• STORED DATA:
+ + + + +

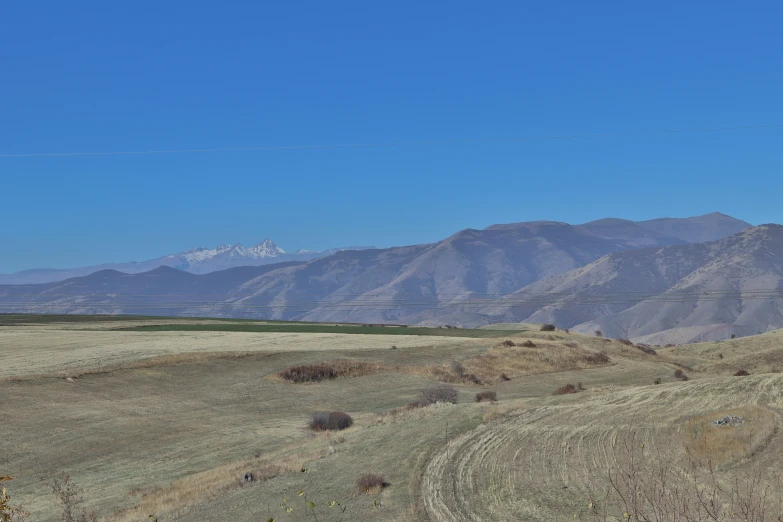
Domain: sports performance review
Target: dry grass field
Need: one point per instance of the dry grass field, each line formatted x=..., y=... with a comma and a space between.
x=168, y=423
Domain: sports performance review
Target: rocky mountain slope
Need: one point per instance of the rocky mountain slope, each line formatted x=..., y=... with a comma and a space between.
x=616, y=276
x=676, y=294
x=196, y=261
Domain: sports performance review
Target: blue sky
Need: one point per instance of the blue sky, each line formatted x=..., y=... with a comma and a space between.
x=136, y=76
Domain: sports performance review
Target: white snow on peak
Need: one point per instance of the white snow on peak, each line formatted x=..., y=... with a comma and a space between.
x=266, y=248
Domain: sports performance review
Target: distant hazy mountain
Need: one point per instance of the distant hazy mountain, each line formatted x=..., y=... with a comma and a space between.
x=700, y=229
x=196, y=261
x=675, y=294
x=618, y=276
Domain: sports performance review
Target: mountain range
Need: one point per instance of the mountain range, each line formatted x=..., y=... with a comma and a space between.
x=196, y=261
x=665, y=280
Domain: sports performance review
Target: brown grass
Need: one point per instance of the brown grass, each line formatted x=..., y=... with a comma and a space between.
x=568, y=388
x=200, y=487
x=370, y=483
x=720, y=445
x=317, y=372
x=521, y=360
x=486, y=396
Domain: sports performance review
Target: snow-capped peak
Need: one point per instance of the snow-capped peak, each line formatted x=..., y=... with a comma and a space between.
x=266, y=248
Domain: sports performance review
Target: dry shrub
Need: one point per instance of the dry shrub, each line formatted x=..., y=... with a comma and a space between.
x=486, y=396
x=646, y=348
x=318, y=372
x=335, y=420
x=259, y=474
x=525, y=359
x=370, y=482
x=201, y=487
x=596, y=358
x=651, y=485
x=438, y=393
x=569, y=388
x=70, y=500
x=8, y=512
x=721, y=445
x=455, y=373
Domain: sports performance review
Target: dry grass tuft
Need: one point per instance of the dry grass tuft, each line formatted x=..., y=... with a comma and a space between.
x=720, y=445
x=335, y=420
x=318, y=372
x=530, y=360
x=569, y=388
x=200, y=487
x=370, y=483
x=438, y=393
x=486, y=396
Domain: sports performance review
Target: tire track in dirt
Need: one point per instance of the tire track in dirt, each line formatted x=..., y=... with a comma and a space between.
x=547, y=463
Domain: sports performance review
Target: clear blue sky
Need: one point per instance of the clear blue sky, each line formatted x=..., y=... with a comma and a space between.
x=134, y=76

+ + + + +

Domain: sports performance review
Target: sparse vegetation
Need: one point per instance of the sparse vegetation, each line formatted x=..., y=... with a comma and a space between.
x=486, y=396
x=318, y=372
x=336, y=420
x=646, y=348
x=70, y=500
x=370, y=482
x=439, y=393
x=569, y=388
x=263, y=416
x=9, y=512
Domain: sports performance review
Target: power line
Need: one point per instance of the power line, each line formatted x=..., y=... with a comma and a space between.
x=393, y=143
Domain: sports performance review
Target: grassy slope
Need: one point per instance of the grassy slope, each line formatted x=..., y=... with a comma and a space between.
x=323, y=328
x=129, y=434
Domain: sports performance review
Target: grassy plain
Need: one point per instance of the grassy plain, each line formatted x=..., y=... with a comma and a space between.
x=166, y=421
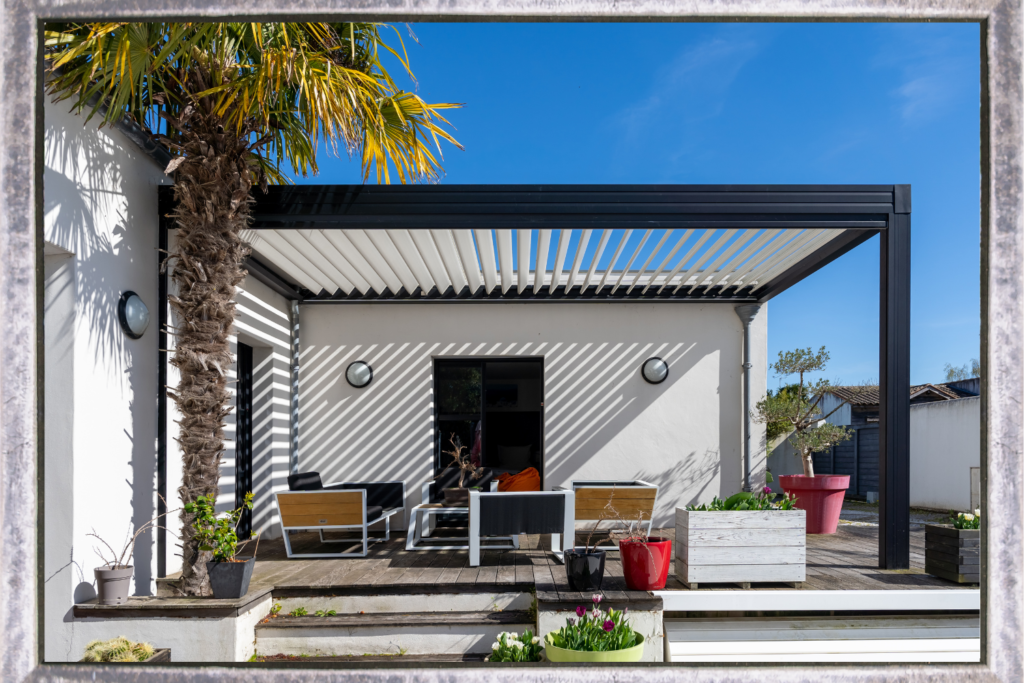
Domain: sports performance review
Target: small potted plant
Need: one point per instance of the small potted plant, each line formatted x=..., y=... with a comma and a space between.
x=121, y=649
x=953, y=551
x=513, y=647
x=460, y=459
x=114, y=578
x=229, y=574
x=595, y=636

+ + + + +

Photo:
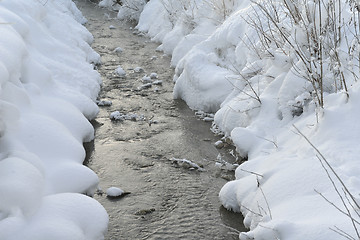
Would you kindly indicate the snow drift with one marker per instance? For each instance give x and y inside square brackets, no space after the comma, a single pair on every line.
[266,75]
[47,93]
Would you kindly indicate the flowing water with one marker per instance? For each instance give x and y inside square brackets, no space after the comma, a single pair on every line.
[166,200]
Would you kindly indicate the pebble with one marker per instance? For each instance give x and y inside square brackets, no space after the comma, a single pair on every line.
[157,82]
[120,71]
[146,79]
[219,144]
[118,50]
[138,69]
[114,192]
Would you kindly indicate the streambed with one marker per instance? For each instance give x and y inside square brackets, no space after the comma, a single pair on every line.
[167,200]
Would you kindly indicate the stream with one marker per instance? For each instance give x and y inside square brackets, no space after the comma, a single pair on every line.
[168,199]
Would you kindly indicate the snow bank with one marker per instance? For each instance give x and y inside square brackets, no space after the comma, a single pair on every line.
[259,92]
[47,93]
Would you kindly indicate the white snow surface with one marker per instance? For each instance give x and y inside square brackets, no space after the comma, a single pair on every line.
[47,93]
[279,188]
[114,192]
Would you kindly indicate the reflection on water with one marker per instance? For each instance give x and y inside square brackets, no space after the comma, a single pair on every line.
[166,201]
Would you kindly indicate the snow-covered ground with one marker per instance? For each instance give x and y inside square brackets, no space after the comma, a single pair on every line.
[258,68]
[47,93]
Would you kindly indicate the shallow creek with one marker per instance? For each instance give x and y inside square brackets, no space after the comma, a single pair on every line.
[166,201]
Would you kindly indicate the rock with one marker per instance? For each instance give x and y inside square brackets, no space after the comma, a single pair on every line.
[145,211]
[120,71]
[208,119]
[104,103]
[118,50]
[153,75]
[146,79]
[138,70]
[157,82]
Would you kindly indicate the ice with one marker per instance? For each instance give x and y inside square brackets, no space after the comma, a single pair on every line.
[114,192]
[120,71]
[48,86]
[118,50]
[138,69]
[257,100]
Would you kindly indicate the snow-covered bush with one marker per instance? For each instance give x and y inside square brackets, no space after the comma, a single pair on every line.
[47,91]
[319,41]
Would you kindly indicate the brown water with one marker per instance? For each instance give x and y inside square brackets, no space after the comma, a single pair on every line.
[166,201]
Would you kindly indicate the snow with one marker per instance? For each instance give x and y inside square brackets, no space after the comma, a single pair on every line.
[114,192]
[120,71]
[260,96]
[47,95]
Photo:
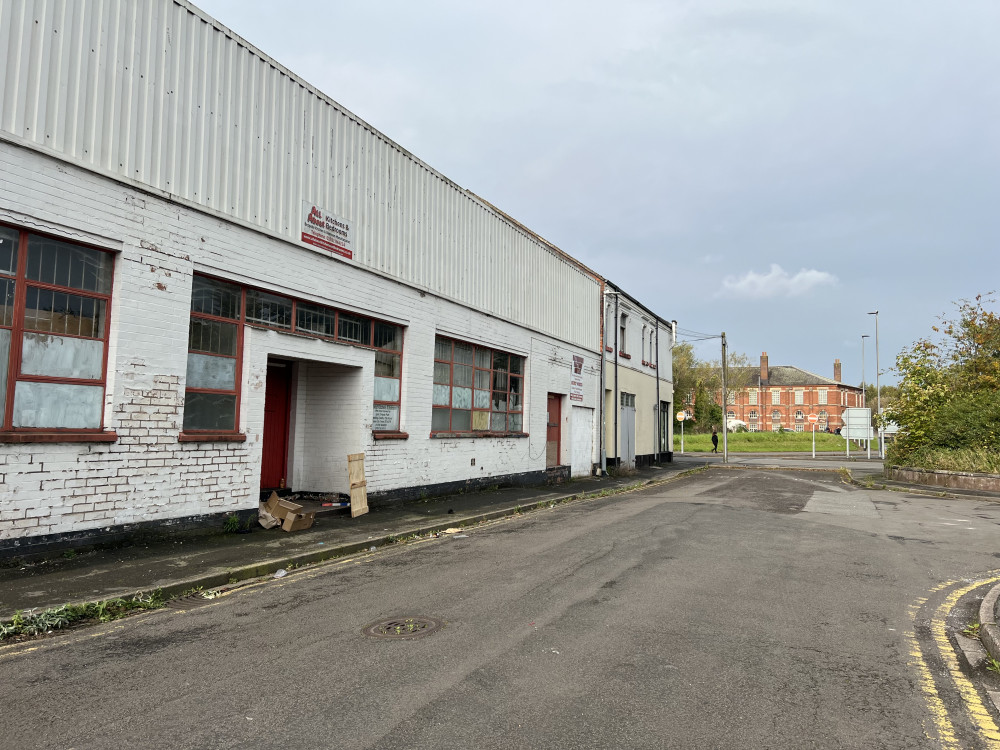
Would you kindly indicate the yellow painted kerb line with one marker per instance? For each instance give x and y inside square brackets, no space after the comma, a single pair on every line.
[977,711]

+ + + + +

Locate each line of the records that contains the word "clear" and copy those lines out in full.

Target: clear blue sky
Need: one point per instance of the clear blue sky, each line formatted x=..., y=... with a comma and a space between.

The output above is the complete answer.